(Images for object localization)

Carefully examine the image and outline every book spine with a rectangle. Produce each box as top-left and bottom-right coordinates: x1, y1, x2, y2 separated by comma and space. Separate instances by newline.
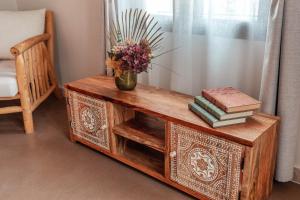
194, 98, 222, 119
202, 90, 228, 112
188, 103, 217, 127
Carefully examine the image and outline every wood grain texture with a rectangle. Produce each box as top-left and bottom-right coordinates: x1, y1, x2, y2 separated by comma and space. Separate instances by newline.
112, 103, 135, 125
65, 77, 279, 200
117, 138, 165, 175
240, 122, 279, 200
113, 119, 165, 152
10, 34, 50, 56
64, 89, 75, 142
0, 94, 20, 101
15, 54, 34, 133
66, 75, 277, 147
45, 11, 55, 66
0, 106, 22, 114
164, 122, 171, 179
110, 103, 135, 155
106, 102, 116, 153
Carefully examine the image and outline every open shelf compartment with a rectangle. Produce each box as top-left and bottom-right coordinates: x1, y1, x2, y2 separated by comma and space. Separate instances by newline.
116, 136, 165, 176
113, 111, 166, 152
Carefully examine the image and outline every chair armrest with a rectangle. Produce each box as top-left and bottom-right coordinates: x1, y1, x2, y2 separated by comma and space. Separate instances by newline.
10, 33, 51, 56
13, 32, 58, 109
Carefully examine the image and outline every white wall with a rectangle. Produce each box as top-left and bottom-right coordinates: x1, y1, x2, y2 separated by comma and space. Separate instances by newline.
16, 0, 106, 85
0, 0, 18, 10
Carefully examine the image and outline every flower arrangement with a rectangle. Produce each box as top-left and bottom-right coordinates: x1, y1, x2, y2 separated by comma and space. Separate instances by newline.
106, 39, 152, 77
106, 9, 164, 90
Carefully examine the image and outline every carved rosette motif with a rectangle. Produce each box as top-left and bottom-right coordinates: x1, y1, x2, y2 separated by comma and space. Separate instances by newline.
80, 107, 100, 133
170, 123, 243, 200
68, 91, 110, 151
189, 148, 219, 182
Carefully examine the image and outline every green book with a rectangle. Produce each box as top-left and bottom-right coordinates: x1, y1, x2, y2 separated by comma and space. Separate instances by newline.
194, 96, 253, 120
188, 103, 246, 128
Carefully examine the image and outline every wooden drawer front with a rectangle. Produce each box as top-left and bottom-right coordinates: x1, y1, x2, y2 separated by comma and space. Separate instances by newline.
170, 123, 243, 200
68, 90, 110, 151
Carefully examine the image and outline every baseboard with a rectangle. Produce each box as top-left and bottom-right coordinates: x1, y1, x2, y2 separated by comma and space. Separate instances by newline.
293, 167, 300, 184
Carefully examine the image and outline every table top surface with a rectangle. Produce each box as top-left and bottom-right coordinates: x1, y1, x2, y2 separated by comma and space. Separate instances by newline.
65, 75, 279, 147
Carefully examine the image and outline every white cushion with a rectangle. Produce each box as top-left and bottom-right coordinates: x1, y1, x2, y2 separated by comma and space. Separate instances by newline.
0, 9, 46, 59
0, 60, 16, 76
0, 60, 18, 97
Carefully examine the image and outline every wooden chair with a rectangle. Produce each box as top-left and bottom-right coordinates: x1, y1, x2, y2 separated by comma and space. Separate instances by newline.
0, 11, 61, 134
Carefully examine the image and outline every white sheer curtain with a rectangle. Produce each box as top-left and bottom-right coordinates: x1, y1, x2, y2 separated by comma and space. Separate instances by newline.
105, 0, 270, 98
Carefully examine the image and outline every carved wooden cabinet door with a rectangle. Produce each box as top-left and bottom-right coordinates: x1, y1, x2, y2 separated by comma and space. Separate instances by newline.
170, 123, 244, 200
67, 90, 110, 151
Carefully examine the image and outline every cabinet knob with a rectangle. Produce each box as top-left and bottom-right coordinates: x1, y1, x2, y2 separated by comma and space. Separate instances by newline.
100, 125, 107, 130
170, 151, 177, 158
70, 121, 75, 129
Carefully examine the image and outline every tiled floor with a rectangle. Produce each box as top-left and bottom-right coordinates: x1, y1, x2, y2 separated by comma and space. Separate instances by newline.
0, 96, 299, 200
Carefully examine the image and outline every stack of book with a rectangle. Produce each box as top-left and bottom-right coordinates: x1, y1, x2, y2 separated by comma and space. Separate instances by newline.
189, 87, 261, 128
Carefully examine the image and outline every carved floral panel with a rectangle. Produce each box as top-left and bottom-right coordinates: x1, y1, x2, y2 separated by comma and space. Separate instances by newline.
68, 90, 110, 151
170, 123, 243, 200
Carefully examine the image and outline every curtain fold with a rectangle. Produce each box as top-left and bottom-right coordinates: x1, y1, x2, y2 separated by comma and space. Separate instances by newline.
260, 0, 300, 182
259, 0, 284, 115
277, 0, 300, 182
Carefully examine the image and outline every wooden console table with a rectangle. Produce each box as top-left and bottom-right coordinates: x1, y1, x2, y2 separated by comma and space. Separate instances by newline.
64, 75, 279, 200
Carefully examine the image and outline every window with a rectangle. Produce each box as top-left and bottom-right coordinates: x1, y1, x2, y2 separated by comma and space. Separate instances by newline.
143, 0, 260, 21
202, 0, 260, 21
116, 0, 269, 40
144, 0, 173, 16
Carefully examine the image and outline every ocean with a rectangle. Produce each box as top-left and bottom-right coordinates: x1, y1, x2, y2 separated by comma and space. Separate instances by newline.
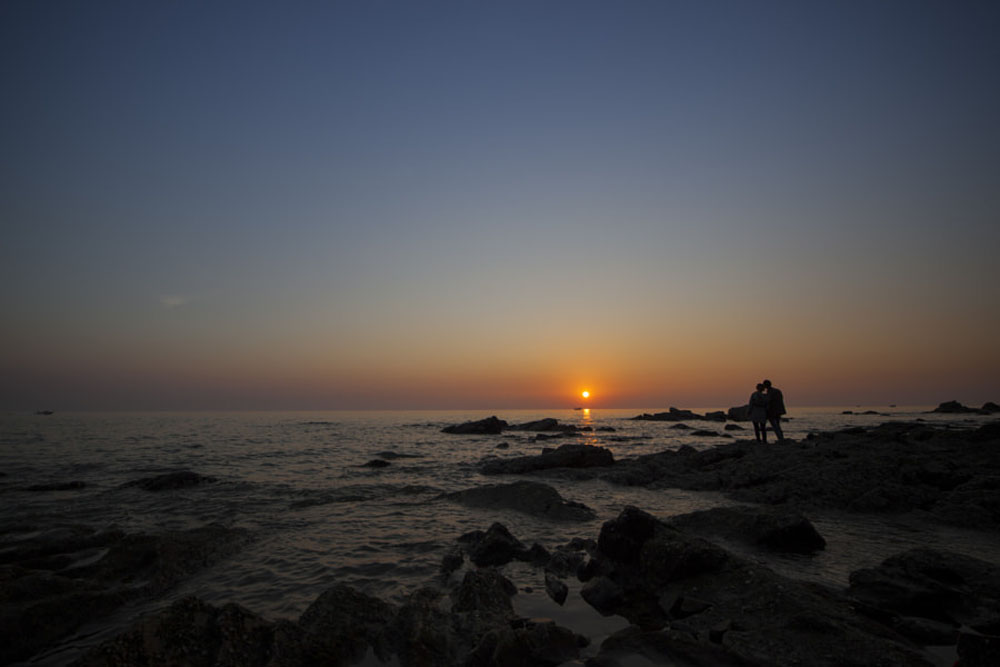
3, 406, 999, 665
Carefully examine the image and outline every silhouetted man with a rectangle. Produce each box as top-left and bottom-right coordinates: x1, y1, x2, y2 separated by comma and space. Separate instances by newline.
762, 379, 785, 442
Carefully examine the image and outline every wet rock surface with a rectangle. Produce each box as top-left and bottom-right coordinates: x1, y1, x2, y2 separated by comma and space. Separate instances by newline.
442, 416, 509, 434
0, 523, 250, 664
438, 480, 596, 521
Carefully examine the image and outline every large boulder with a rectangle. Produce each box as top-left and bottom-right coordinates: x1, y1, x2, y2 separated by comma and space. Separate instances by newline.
465, 523, 527, 567
480, 444, 614, 475
442, 416, 508, 434
669, 506, 826, 553
727, 405, 750, 421
438, 481, 596, 521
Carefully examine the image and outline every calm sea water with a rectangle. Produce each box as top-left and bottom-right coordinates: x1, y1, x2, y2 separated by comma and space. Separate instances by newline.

Directions for this task: Please print each entry exactly as it stands, without the pictures.

Solution:
Carefully examine the image and outline every book spine with a rectangle. Produce each box as top-left and bottom-right coordinates: x1, y1, x2, y2 separated by comma and space. Separate instances by newline.
194, 98, 222, 119
202, 90, 228, 112
188, 103, 217, 127
Carefully examine the image and outline every wood grain texture with a rectangle. Produce each box as top-left and bottom-right coordinates: x1, y1, x2, y2 separated by comma and space. Separate instances by newline.
112, 103, 135, 125
65, 77, 279, 200
117, 138, 165, 175
240, 122, 279, 200
113, 119, 165, 152
10, 34, 50, 56
64, 89, 75, 142
0, 94, 20, 101
15, 54, 34, 133
66, 75, 277, 147
45, 11, 55, 66
0, 106, 22, 114
164, 122, 171, 179
110, 103, 135, 155
106, 102, 116, 153
Carefully examine the image and outline every open shelf compartment with a rectangle. Produce each box as top-left and bottom-right coordinates: x1, y1, x2, y2 separated by comma and space. Separate instances by newline.
116, 136, 165, 176
113, 111, 166, 152
Carefully examine the image and outline every chair armrest with a rectangle. Produce each box as top-left and bottom-right coordinates: x1, y1, x2, y2 separated by comma and space. Separate instances by newline.
10, 33, 51, 56
13, 32, 58, 109
Carefully examine the image and outline every white wall with a rectangle. Produce each box as top-left and bottom-right coordinates: x1, y1, x2, y2 separated by comma and space. Separate instances by newline.
16, 0, 106, 85
0, 0, 18, 10
Carefully examine the image and outline every flower arrangement with a rectangle. Produce each box as top-left and bottom-right coordinates: x1, y1, x2, y2 separated by comma and space. Separate instances by newline.
106, 39, 152, 77
106, 9, 164, 90
Carefully examine the image and outline every carved rosette motif with a rectangle. Produce each box as top-left and bottom-right coordinates: x1, y1, x2, y2 separated by comma and space. Separate instances by newline.
80, 107, 100, 133
170, 123, 243, 200
68, 91, 110, 151
189, 148, 219, 182
Carefully examine the image and outline every green book with a rectangle. Produce each box as top-left and bottom-right coordinates: x1, y1, x2, y2 separated by comma and space. Separate instances by newline.
194, 96, 253, 120
188, 103, 246, 128
Carefully examine the image and outline every wooden drawer front with a rectangle. Produce each box as top-left and bottom-right coordinates: x1, y1, x2, y2 separated by comma and space. Separate instances by newline.
170, 123, 243, 200
68, 90, 110, 151
Carefully examine the image and outline every baseboard with a rectangle. Produce each box as top-left and bottom-right coordinates: x1, y1, x2, y2 separated by comma and space. Separate instances by newline.
293, 167, 300, 184
Carefully examine the image and outline every table top surface with a rectangle. Produce each box as top-left and bottom-right coordinates: x1, y1, x2, y2 separated by comma and space. Separate instances by newline.
65, 75, 279, 147
Carefully examine the image and outline every white cushion with a rectangle. Produce each box as top-left and bottom-right coordinates: x1, y1, x2, y2 separated by comma and space. Separate instances by newline.
0, 9, 46, 59
0, 60, 16, 76
0, 60, 18, 97
Carefully examine the image and outline every wooden chair with a rectangle. Produce each box as top-left and bottom-right coordinates: x1, y1, x2, y2 separated by comma and space. Separate instances by newline.
0, 11, 61, 134
Carefully examine the image and outline every white sheer curtain with a rectangle. Produce each box as top-left and bottom-right coordinates: x1, y1, x2, y2 separated by comma and space. Separate instances by newline.
105, 0, 270, 98
Carefully examine the image and outline every carved wooden cabinet door with a rectangle. Produce each box as top-left and bottom-right coordinates: x1, y1, x2, y2 separated by comma and space. Separate instances by newline.
170, 123, 244, 200
67, 90, 110, 151
Carefully examine the image and outline every cabinet knob with a rectangle. Produce each box as top-left and bottom-right coordinates: x1, y1, x2, y2 separated by comma and space. Separate instances by newline.
100, 125, 107, 130
170, 151, 177, 158
70, 121, 75, 129
Carefully examine the image and outline every tiled floor with a rectangle. Produce each box as top-left and bottom-right coordinates: x1, y1, x2, y2 separated by comma and space. Separate instances by newline.
0, 96, 299, 200
Carefully examine the image and outline every stack of book with a rectangle. Produce each box as top-left and bottom-right coordinates: x1, y1, x2, y2 separated by comma and space. Separate instances by newline.
189, 87, 261, 128
Carefully examine the image and outline every carved floral panel with a rectangle. Produce each box as top-left and bottom-right coordinates: x1, y1, x2, y2 separated by comma and space. Separate instances by newline.
68, 90, 110, 151
170, 123, 243, 200
Carefully examine the image and outline every curtain fold with a rectangle. Produce each box as top-left and bottom-right coordinates: x1, y1, x2, y2 separated by comma and space. Separate instances by newline.
260, 0, 300, 182
259, 0, 284, 115
277, 0, 300, 182
Carefully examine the image and outline every wooden console table with a rectangle. Produce each box as top-left and bottom-right coordinates: x1, y1, x2, y2 separated by comma and space. Separate instances by newline.
64, 75, 279, 200
Carefully examine the image and outline every window with a rectangle. Produce each box as top-left and bottom-right coordinates: x1, y1, x2, y2 separated by comma and space. Separate instances by newline.
143, 0, 260, 21
202, 0, 260, 21
116, 0, 269, 40
144, 0, 173, 16
Carefully examine the image and outline every ocean with a rectangle. Produce each box as top-left and bottom-right coordinates: x1, y1, x2, y2 separated by comma and space. Separate instances by newline.
3, 406, 999, 665
Carefully examine the image and outline every silhouetted man with a rectangle. Produce each box as top-left and bottom-right coordinates: x1, y1, x2, y2 separated by comma and space. Separate instances by newline.
762, 379, 785, 442
Carefully examine the image and outline every wet rock surface with a rectangle. Produce each box as top-left and bottom-right coordinates: x1, y1, x2, y2 separated by comma and space. Separate instances by newline.
442, 416, 509, 434
0, 523, 250, 664
438, 480, 596, 521
Carefully examine the image and outline every large boulder with a rectangle. Produce each box as top-left and bottom-right coordinates: x1, y1, x2, y2 separated by comma and space. Separate instances by newline.
465, 523, 527, 567
480, 444, 614, 475
442, 416, 508, 434
669, 506, 826, 553
727, 405, 750, 421
438, 481, 596, 521
Carefully examine the image and outline every calm sea water with a rectangle. Produce each box as top-left and bottom-right coordinates: x1, y1, x2, y2 separated by comma and space. Separate instances by newline.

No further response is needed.